All'imputato, in particolare, era stato contestato di avere, nella qualità di datore di lavoro e titolare della Carpentiere Meridionali Srl, per colpa, consistita in imprudenza, negligenza e imperizia, nonché per violazione della normativa a prevenzione degli infortuni sul lavoro prevista dagli artt. 71, comma 4, e 168, comma 2, D.Lgs. 9 aprile 2008, n. 81, omesso di prendere le misure necessarie a garantire la permanenza dei requisiti di sicurezza delle attrezzature di lavoro, ossia di effettuare regolare manutenzione alle presse piegatrici ovvero di disporne la relativa dismissione, altresì omettendo di adottare le misure organizzative necessarie, con fornitura al lavoratore C.C. di mezzi adeguati a ridurre i rischi conseguenti alla movimentazione manuale di carichi, in tal maniera cagionando al suddetto C.C. lesioni personali gravi.

##########

• Consegna 1: Trascriva dal brano sulla contestazione al datore di lavoro il passo che comincia con le parole "All'imputato, in particolare, era" e si chiude con le parole "lesioni personali gravi.".
Il brano e i record non hanno alcun legame tra loro.

##########

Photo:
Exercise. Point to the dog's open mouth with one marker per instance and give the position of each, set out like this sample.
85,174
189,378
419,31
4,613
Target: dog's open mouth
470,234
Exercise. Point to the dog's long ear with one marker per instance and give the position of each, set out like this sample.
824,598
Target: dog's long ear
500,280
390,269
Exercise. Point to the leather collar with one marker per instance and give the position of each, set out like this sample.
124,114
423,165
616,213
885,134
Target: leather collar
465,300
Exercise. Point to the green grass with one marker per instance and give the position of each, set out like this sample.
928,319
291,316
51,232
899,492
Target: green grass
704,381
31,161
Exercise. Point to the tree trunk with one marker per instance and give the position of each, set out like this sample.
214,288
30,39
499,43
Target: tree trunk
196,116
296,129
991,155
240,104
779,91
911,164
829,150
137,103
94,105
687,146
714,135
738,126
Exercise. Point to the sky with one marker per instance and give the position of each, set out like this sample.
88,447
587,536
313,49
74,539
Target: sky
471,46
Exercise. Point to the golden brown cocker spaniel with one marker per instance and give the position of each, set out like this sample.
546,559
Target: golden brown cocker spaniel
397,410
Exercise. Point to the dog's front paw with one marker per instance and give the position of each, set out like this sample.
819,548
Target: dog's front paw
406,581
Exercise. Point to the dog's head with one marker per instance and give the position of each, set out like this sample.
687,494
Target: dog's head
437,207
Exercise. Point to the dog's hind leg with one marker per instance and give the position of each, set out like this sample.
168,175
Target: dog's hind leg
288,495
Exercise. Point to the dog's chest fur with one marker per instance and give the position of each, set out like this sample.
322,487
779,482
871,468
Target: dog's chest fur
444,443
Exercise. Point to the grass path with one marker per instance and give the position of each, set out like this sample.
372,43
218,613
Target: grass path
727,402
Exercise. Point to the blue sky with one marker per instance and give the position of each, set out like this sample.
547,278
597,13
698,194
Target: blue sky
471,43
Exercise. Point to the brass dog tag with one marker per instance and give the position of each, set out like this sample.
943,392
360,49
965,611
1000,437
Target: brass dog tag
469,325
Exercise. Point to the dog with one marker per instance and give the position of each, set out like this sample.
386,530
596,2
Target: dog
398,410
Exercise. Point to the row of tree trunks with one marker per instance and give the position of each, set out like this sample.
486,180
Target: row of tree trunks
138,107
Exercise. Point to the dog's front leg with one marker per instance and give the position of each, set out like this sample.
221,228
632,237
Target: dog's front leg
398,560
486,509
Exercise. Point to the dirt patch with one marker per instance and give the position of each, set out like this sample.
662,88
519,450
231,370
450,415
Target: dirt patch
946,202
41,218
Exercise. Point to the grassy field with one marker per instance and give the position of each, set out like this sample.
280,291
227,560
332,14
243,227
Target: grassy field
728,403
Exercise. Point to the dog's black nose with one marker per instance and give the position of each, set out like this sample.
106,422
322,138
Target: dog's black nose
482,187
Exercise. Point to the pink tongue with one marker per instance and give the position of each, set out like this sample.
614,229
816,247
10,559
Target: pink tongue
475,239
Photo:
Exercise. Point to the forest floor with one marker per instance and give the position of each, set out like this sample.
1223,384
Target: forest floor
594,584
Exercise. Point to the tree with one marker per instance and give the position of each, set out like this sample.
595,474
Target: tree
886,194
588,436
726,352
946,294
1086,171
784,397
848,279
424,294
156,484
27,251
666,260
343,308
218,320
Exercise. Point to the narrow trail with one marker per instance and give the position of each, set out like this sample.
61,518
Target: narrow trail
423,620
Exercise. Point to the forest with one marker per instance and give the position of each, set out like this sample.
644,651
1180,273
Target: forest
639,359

##########

• Consegna 2: Filtri i record riportando ogni riga che contiene la parola "leather", distinguendo tra maiuscole e minuscole.

• Risposta corretta 1:
All'imputato, in particolare, era stato contestato di avere, nella qualità di datore di lavoro e titolare della Carpentiere Meridionali Srl, per colpa, consistita in imprudenza, negligenza e imperizia, nonché per violazione della normativa a prevenzione degli infortuni sul lavoro prevista dagli artt. 71, comma 4, e 168, comma 2, D.Lgs. 9 aprile 2008, n. 81, omesso di prendere le misure necessarie a garantire la permanenza dei requisiti di sicurezza delle attrezzature di lavoro, ossia di effettuare regolare manutenzione alle presse piegatrici ovvero di disporne la relativa dismissione, altresì omettendo di adottare le misure organizzative necessarie, con fornitura al lavoratore C.C. di mezzi adeguati a ridurre i rischi conseguenti alla movimentazione manuale di carichi, in tal maniera cagionando al suddetto C.C. lesioni personali gravi.

• Risposta corretta 2:
Exercise. Point to the leather collar with one marker per instance and give the position of each, set out like this sample.
Target: leather collar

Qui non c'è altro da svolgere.